=== GOAL ===
List every line in the records below that contains the string "window", copying each such line in full.

** begin **

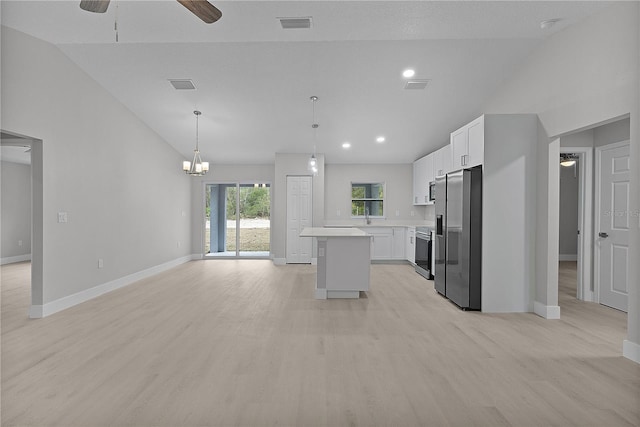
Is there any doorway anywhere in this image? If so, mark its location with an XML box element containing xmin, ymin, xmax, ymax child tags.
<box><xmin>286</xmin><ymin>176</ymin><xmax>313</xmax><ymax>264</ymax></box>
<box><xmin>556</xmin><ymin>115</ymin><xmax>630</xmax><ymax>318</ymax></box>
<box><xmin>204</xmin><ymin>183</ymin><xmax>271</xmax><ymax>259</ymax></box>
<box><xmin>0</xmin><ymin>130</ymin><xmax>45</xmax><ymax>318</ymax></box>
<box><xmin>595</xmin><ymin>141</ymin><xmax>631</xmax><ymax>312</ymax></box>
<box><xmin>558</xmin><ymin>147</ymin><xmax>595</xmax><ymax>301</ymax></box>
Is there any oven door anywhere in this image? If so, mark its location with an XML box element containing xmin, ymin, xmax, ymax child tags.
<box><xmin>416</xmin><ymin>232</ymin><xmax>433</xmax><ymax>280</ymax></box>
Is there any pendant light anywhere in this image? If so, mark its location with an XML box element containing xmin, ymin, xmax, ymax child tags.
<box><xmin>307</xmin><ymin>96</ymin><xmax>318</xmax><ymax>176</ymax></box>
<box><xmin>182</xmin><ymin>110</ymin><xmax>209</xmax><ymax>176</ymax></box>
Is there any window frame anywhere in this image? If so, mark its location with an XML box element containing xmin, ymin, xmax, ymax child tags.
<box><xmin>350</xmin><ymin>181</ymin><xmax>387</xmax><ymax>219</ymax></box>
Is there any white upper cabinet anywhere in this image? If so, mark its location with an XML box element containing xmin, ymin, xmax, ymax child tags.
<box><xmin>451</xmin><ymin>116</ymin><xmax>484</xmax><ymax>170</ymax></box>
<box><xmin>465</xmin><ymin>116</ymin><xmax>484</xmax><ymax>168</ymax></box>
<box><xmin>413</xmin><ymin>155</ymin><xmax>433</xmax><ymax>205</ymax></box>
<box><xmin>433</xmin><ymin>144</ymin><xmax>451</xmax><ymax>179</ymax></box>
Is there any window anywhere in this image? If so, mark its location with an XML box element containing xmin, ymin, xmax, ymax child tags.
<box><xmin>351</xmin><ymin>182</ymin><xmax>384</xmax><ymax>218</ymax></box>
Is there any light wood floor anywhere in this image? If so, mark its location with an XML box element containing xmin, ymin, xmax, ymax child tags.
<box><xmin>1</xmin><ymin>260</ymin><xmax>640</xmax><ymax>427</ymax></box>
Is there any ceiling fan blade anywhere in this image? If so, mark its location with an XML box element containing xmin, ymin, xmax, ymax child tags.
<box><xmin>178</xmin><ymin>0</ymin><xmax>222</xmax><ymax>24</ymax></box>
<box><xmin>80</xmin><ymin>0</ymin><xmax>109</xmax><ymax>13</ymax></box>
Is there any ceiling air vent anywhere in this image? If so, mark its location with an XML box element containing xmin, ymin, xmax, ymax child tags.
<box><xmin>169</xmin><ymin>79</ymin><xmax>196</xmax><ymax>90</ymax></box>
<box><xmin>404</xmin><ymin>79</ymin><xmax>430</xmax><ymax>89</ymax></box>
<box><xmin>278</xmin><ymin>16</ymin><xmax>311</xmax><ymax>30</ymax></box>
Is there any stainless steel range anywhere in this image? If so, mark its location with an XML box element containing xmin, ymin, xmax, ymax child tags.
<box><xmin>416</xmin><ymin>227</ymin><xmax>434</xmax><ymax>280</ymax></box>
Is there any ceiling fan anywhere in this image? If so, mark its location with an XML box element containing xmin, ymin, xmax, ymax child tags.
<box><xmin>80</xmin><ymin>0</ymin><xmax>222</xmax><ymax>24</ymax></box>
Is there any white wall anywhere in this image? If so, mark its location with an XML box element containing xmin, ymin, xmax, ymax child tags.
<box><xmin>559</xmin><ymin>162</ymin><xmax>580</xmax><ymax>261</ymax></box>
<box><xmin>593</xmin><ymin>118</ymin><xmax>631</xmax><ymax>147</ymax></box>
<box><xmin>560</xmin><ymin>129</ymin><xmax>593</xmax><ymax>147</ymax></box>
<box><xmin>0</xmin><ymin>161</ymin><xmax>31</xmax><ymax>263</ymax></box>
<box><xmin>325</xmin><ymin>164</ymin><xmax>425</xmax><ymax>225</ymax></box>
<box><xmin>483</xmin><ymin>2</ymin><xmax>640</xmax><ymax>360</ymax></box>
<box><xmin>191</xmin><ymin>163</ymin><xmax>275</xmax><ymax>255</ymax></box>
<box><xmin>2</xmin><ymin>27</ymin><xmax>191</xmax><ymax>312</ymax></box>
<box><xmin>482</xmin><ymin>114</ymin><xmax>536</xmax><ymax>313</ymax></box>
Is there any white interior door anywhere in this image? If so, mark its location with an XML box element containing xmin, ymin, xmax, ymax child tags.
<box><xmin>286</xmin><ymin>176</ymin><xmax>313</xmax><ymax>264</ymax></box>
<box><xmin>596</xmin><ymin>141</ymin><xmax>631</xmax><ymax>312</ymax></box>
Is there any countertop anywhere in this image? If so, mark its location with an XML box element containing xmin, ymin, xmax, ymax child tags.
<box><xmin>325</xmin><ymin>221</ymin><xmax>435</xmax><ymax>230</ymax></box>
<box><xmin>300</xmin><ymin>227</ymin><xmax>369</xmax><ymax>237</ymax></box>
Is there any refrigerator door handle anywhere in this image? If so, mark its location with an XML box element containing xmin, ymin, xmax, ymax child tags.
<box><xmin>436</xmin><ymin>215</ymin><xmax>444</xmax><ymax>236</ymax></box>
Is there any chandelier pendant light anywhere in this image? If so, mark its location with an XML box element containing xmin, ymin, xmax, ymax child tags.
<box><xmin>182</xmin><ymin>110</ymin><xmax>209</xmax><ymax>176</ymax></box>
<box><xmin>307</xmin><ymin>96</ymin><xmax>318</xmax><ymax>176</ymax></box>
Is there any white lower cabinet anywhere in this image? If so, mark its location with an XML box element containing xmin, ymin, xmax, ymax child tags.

** end **

=== ANSWER TO THE TASK ===
Is there any window frame anywhere in this image? If so, mark its location with an XML box element containing xmin, ymin, xmax, ymax child tags.
Is there any window anywhere in this image? If so, mark its location with an XML box element containing xmin, ymin, xmax, ymax child tags.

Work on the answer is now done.